● **Given problem**: Rewrite the entries below as a JSON list of strings, one string per line, skipping blank lines and leaving out the pictures.

● **The input**:

──────

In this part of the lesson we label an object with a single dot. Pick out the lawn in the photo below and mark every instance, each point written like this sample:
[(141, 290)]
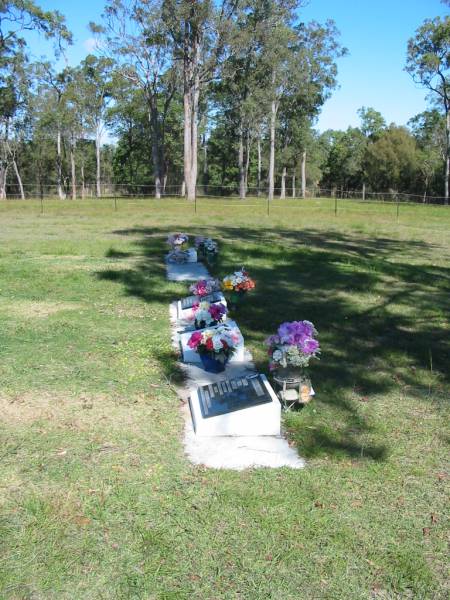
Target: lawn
[(97, 500)]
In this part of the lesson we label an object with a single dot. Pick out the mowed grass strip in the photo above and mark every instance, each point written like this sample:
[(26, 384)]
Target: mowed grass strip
[(97, 499)]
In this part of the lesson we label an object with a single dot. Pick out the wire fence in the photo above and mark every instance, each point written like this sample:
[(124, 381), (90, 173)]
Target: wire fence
[(231, 192)]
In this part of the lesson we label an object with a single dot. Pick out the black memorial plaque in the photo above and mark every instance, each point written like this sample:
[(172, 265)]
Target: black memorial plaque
[(231, 395), (191, 300)]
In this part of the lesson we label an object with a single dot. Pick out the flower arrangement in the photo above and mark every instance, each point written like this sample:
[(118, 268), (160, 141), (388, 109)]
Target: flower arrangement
[(204, 287), (206, 245), (215, 346), (294, 345), (176, 240), (207, 314), (239, 281)]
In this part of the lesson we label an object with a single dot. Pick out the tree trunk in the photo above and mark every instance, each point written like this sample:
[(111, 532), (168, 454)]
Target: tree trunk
[(304, 174), (273, 117), (59, 182), (247, 160), (205, 165), (98, 179), (3, 174), (447, 156), (258, 184), (191, 97), (83, 190), (156, 147), (73, 170), (241, 163), (191, 94), (283, 184), (19, 179)]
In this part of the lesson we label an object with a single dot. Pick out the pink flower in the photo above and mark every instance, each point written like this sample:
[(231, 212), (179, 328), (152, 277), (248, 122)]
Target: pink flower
[(195, 340)]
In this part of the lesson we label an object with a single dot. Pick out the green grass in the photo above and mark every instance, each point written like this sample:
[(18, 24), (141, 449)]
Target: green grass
[(97, 499)]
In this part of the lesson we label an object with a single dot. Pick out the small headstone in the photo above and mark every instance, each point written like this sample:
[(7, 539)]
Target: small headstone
[(185, 305), (191, 356), (245, 406)]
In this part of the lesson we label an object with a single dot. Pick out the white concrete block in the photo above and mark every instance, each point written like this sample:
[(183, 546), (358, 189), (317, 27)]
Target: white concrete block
[(257, 420), (184, 306), (193, 357)]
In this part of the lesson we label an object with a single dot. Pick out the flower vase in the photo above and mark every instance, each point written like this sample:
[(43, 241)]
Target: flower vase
[(212, 365), (203, 325), (211, 258), (294, 378), (235, 298)]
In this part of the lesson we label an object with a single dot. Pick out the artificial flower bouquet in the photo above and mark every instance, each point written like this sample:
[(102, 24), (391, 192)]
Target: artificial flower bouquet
[(205, 245), (205, 287), (294, 345), (239, 281), (237, 285), (177, 240), (215, 346), (207, 314)]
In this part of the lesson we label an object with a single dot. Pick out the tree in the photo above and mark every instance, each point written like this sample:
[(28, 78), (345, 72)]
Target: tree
[(93, 95), (428, 128), (391, 161), (372, 126), (137, 38), (428, 62), (200, 32), (17, 16), (372, 122)]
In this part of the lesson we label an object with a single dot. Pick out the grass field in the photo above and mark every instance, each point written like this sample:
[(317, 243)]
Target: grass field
[(97, 499)]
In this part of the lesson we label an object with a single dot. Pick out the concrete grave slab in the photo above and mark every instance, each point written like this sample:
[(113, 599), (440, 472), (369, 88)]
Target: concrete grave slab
[(243, 406), (186, 271), (191, 356)]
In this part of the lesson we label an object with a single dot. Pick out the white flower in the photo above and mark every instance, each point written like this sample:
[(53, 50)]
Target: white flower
[(217, 342), (277, 355)]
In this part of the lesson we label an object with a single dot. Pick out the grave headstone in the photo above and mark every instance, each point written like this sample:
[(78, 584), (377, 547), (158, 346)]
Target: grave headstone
[(184, 306), (191, 356), (244, 406)]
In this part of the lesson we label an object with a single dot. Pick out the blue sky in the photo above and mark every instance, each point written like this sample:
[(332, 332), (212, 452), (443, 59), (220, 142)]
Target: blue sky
[(375, 33)]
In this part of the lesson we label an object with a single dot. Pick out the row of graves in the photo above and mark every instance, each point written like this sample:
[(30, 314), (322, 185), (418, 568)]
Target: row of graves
[(227, 398)]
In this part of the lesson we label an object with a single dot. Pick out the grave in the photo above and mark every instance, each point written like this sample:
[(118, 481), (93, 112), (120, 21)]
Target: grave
[(244, 406), (190, 356), (185, 305), (186, 271)]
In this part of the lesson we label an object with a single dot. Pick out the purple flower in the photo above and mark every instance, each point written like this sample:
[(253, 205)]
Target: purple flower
[(310, 346), (217, 311)]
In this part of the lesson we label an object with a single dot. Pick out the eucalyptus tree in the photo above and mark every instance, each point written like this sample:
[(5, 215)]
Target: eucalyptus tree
[(372, 126), (308, 75), (200, 32), (428, 128), (13, 119), (242, 90), (134, 34), (93, 94), (392, 161), (428, 62), (17, 17)]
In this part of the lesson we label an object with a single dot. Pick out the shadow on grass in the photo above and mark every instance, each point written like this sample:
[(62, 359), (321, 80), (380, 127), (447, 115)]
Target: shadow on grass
[(382, 319)]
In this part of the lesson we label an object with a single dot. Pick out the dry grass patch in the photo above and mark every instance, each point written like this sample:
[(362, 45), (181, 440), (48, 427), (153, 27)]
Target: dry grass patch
[(33, 309)]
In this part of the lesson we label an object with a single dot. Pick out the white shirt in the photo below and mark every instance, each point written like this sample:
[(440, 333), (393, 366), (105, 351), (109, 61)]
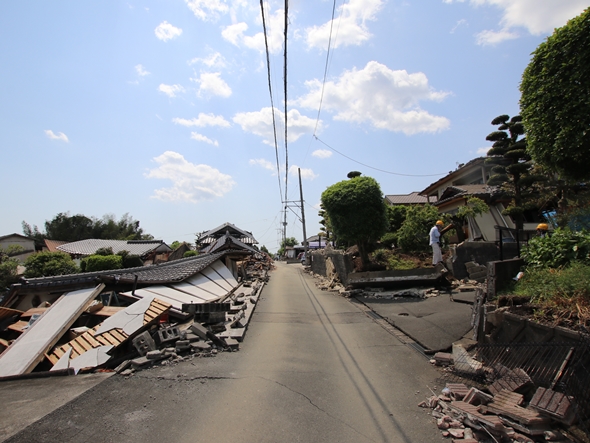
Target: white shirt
[(434, 235)]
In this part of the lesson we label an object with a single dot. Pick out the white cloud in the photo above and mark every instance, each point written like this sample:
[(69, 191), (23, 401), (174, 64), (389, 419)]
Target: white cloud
[(190, 182), (165, 31), (170, 90), (260, 123), (59, 136), (141, 71), (488, 37), (349, 28), (203, 120), (211, 83), (459, 23), (264, 164), (207, 10), (322, 153), (385, 98), (306, 173), (201, 138), (215, 60), (537, 17), (235, 34)]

──────

● **Completed task**:
[
  "In this part of the lesson we label an object with a single dot. Pick out the lawn in the photo below and mark every instance, each point written like this sample:",
  "[(141, 290)]",
  "Target: lawn",
  "[(97, 500)]",
  "In this part of the lesson we label an object with a single dot. Pick out the mowed grass strip in the photo above and mark every instance, each point written like this sample:",
  "[(26, 384)]",
  "Target: mowed grass strip",
  "[(97, 499)]",
  "In this part of the lesson we label an object with a single dot. Pick out the wire fence in the photo above and mark every instance, each point written like this sample:",
  "[(124, 381), (90, 173)]",
  "Target: wire fence",
  "[(231, 192)]",
  "In this part of the lesson we label an object with a single dot. Pick out the black memorial plaque in the photo above and mark every instance, each point written like this sample:",
  "[(172, 265)]",
  "Target: black memorial plaque",
  "[(231, 395), (191, 300)]",
  "In this part of the lesson we label an object with a single dot. Pick out the flower arrangement in the photo above and mark every instance, each point written like this sample:",
  "[(118, 268), (160, 141), (388, 109)]",
  "Target: flower arrangement",
  "[(204, 287), (206, 245), (215, 346), (294, 345), (176, 240), (207, 314), (239, 281)]",
  "In this part of the lesson we label an object with a single dot. Pick out the tree trunk in the photo above and mark every instance, each point written like this sample:",
  "[(111, 532), (168, 454)]",
  "Target: tree trunk",
  "[(304, 174), (273, 117), (59, 182), (247, 160), (205, 165), (98, 179), (3, 174), (447, 156), (258, 184), (191, 97), (83, 190), (156, 147), (73, 170), (241, 163), (191, 94), (283, 184), (19, 179)]",
  "In this part of the lesson we label an object with a single dot. Pick out the pink flower in the photo above and mark every instance, each point written like this sample:",
  "[(231, 212), (179, 328), (152, 277), (248, 122)]",
  "Target: pink flower",
  "[(195, 340)]",
  "In this part of the lesson we label an object with a single dot. Pick out the green grass in the photo above and mark every instance, each point written like this sample:",
  "[(18, 24), (141, 449)]",
  "Target: green grass",
  "[(97, 499)]",
  "In this part of the lesson we label an object with a single dot. Pick out the small headstone in the photo above and mark every instance, each point written like this sample:",
  "[(7, 539)]",
  "Target: small headstone",
  "[(185, 305), (191, 356), (245, 406)]",
  "In this part of the lesson we label an object with a single dot. Pick out the white concrete block in the photo above and mark every instance, each point written like this sample:",
  "[(183, 546), (358, 189), (317, 27)]",
  "Target: white concrete block",
  "[(257, 420), (184, 306), (193, 357)]",
  "In this part of the lesson we label an object with a single dot. Pick out the flower vase in the photo above and mark every instance, each point written like this sample:",
  "[(43, 241)]",
  "Target: flower vase",
  "[(212, 365), (203, 325), (211, 258), (294, 378), (235, 298)]",
  "In this part of the lesson we label an object with a single dot. Pick out the artificial flower bouquet in the photo above and mark every instance, each point written like this sample:",
  "[(102, 24), (391, 192)]",
  "Target: artificial flower bouquet",
  "[(205, 245), (205, 287), (294, 345), (239, 281), (237, 285), (177, 240), (215, 346), (207, 314)]",
  "In this part of the lesson we label an object with a single dot. Pick out the tree in the photo above and mark every instance, each point written like this sample:",
  "[(28, 78), (345, 72)]",
  "Target: tree",
  "[(93, 95), (428, 128), (391, 161), (372, 126), (137, 38), (428, 62), (200, 32), (17, 16), (372, 122)]",
  "In this part of the lesson we label an object with a single dot. Pick out the grass field in the photo above and mark every instance, each point written like this sample:",
  "[(317, 243)]",
  "Target: grass field",
  "[(97, 499)]",
  "In this part of the lesson we label an object with a single dot. Pick out the concrete grave slab in the photo above and mark every instance, each point written like this sample:",
  "[(113, 599), (440, 472), (369, 88)]",
  "Target: concrete grave slab",
  "[(243, 406), (186, 271), (191, 356)]",
  "In this part of the lesson we label an object with a single dot. Pick out the white flower in the photo above and mark every instance, each point written like this sample:",
  "[(53, 50)]",
  "Target: white flower",
  "[(217, 342), (277, 355)]",
  "In this part of the lesson we label an object with a single dot. Pick out the grave headstone in the photo above and mark every instance, each point written like this sample:",
  "[(78, 584), (377, 547), (158, 346)]",
  "Target: grave headstone",
  "[(184, 306), (191, 356), (244, 406)]",
  "In this part of the lesson we label an object with a single dot. Pick out the blue sky in the photo above and mark every instance, each point written like this sample:",
  "[(332, 332), (212, 452), (443, 59), (220, 142)]",
  "Target: blue sky",
  "[(375, 33)]",
  "In this part of the lesson we label an object with a single dot. Pick out the row of graves in the photo above and mark every instance, each point written like this sample:",
  "[(30, 314), (322, 185), (418, 568)]",
  "Target: row of graves",
  "[(227, 398)]",
  "In this part of the lesson we label an object with a single dot. Pick out the grave in the photo above and mark every instance, each point written like this sample:",
  "[(118, 481), (93, 112), (120, 21)]",
  "Target: grave",
  "[(244, 406), (190, 356), (185, 305), (186, 271)]",
  "In this part of the lesson we label an object with a single dot. Pick out the purple flower in the photo above and mark every instance, each point written like this sample:",
  "[(253, 205)]",
  "Target: purple flower",
  "[(310, 346), (217, 311)]",
  "In this part of the lesson we label an object with a single dot. Pick out the eucalyptus tree in the photo above and mark every instance, each point written like this sample:",
  "[(5, 215)]",
  "Target: eucalyptus tree",
  "[(372, 126), (308, 75), (200, 32), (428, 128), (13, 119), (242, 90), (134, 34), (93, 94), (392, 161), (428, 62), (17, 17)]",
  "In this part of the lesson we label an object with a single dot. Pick out the shadow on grass in the photo above and mark every instance, each point written like this sample:",
  "[(62, 359), (321, 80), (380, 127), (447, 115)]",
  "Target: shadow on grass",
  "[(382, 319)]",
  "In this part of the lesson we label an object with a single dot. Pick out the dry grass patch in the photo above and mark every instance, each point written like this sample:",
  "[(362, 45), (181, 440), (48, 427), (153, 27)]",
  "Target: dry grass patch",
  "[(33, 309)]",
  "In this part of the lesson we label an object with a single dot. Pick out the white shirt in the photo below and mark every instance, each point written like this sample:",
  "[(440, 333), (393, 366), (105, 351), (109, 61)]",
  "Target: white shirt",
  "[(434, 235)]",
  "In this part of the lesson we label an object with a single dot. Pick out the white cloud in the photo above and mark every instance, each point written like this sample:",
  "[(69, 191), (23, 401), (174, 64), (389, 419)]",
  "Target: white cloud",
  "[(190, 182), (165, 31), (170, 90), (260, 123), (59, 136), (141, 71), (488, 37), (349, 28), (203, 120), (211, 83), (459, 23), (264, 164), (207, 10), (322, 153), (385, 98), (306, 173), (201, 138), (215, 60), (537, 17), (235, 34)]"
]